→ **What to produce**:
Identify every line of the data that contains the word "floor" and copy each one. Case counts.

→ **Stored data**:
=-=-=

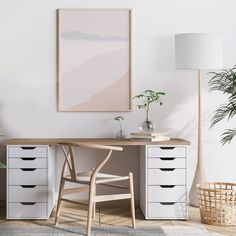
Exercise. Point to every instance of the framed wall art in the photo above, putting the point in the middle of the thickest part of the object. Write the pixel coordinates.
(94, 60)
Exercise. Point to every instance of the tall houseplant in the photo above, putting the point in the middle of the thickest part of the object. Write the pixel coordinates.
(225, 82)
(147, 98)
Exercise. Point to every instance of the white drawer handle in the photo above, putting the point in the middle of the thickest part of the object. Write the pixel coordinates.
(167, 159)
(28, 186)
(28, 169)
(28, 159)
(167, 169)
(168, 148)
(28, 203)
(28, 148)
(167, 186)
(167, 203)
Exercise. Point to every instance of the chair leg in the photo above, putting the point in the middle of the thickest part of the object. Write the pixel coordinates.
(131, 182)
(90, 210)
(94, 206)
(59, 202)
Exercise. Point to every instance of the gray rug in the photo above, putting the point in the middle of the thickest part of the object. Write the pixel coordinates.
(37, 230)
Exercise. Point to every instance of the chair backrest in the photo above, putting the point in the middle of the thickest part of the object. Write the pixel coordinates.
(70, 162)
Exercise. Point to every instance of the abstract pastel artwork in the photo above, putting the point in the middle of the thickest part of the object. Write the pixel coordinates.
(94, 60)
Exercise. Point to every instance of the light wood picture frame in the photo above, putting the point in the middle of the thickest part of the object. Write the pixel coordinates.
(94, 60)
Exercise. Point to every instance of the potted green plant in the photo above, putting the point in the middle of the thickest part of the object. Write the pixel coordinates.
(121, 133)
(147, 98)
(225, 82)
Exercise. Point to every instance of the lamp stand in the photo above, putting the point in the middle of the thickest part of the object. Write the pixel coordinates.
(200, 176)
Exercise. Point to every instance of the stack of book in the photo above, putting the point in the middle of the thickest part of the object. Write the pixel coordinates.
(150, 136)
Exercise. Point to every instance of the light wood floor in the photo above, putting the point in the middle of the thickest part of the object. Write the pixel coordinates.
(115, 213)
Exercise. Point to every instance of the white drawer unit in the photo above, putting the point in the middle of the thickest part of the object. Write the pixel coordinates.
(27, 162)
(27, 151)
(164, 162)
(30, 181)
(166, 151)
(27, 176)
(166, 176)
(163, 181)
(169, 193)
(27, 193)
(27, 210)
(167, 210)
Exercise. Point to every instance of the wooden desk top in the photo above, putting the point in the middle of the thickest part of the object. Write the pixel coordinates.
(104, 141)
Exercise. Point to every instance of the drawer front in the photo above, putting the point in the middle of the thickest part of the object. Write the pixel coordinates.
(27, 162)
(170, 162)
(167, 210)
(27, 151)
(27, 176)
(166, 151)
(27, 193)
(166, 193)
(21, 211)
(166, 176)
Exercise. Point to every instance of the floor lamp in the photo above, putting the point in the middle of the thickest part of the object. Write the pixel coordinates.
(198, 51)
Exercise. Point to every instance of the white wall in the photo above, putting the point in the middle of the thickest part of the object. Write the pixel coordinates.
(28, 75)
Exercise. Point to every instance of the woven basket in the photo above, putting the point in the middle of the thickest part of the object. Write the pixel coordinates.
(217, 203)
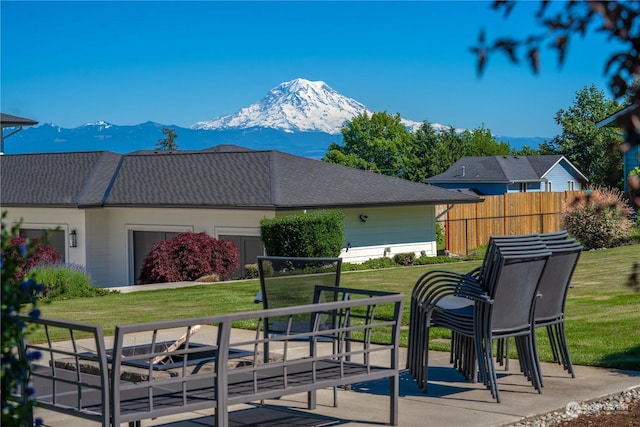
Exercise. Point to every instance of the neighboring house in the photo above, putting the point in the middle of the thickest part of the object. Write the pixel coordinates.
(620, 120)
(110, 208)
(494, 175)
(14, 123)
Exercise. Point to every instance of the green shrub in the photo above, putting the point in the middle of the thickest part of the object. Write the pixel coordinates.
(65, 281)
(426, 260)
(405, 258)
(371, 264)
(313, 234)
(634, 232)
(598, 218)
(251, 271)
(441, 243)
(41, 254)
(18, 297)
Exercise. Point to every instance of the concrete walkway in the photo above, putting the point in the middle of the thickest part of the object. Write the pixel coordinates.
(450, 401)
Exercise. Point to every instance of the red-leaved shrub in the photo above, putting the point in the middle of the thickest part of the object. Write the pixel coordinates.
(42, 254)
(187, 257)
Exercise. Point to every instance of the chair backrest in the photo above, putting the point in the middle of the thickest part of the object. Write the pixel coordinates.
(556, 279)
(291, 281)
(513, 290)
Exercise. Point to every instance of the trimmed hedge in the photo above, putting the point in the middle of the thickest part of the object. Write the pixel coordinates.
(313, 234)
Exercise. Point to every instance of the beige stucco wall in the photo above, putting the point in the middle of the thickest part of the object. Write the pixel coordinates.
(105, 244)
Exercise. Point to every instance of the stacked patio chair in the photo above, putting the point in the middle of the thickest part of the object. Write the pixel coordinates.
(491, 303)
(291, 281)
(553, 289)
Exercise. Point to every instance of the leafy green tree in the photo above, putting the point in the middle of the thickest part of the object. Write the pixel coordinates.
(380, 142)
(168, 143)
(585, 146)
(480, 142)
(423, 160)
(559, 23)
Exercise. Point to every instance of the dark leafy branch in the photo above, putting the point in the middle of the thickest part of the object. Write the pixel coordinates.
(619, 21)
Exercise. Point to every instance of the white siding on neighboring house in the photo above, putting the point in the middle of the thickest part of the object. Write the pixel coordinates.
(398, 229)
(105, 235)
(561, 177)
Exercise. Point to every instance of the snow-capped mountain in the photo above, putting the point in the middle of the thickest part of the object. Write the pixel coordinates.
(299, 117)
(298, 105)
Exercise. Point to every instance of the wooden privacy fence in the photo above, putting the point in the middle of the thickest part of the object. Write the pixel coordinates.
(469, 226)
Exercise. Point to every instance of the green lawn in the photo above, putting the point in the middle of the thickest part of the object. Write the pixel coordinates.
(602, 311)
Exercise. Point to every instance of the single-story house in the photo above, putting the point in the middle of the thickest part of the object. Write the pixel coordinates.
(624, 120)
(495, 175)
(110, 208)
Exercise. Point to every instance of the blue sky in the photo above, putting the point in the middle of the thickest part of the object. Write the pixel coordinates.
(175, 62)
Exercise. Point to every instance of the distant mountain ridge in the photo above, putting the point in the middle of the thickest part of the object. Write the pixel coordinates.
(300, 117)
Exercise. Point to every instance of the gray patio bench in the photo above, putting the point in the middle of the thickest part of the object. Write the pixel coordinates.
(220, 365)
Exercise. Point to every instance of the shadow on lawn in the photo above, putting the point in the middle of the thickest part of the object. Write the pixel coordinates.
(628, 359)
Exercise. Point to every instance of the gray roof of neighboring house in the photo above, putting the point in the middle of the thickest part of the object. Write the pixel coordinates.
(7, 120)
(501, 169)
(226, 177)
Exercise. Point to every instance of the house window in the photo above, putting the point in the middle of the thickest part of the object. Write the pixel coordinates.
(53, 238)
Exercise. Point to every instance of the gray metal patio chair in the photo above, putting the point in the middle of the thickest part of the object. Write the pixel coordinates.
(429, 286)
(502, 306)
(291, 281)
(553, 290)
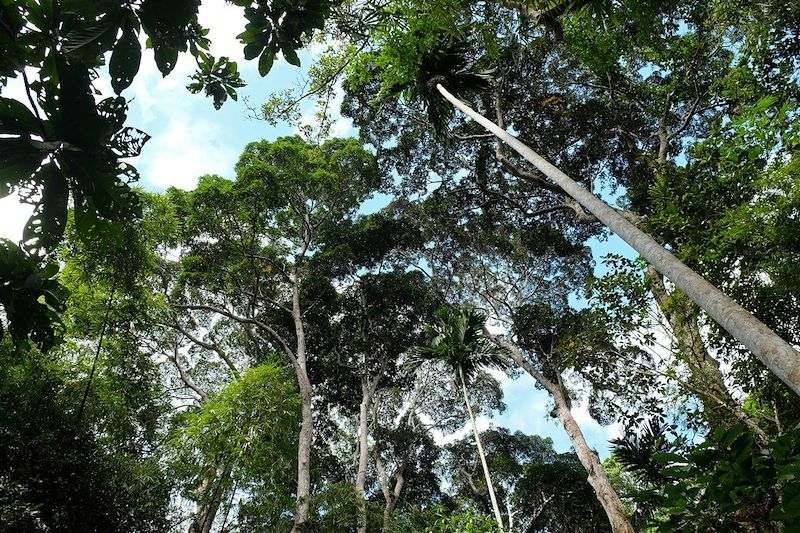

=-=-=

→ **The output**:
Exercise. Point to every instance of the light wood floor in the photo above, putting the point in the middle of the thickest part of the object. Write the pixel coordinates.
Exercise. Point to every instance of the floor lamp in the photo above, putting the point in the middle of the thickest part of the object. Write the pixel coordinates.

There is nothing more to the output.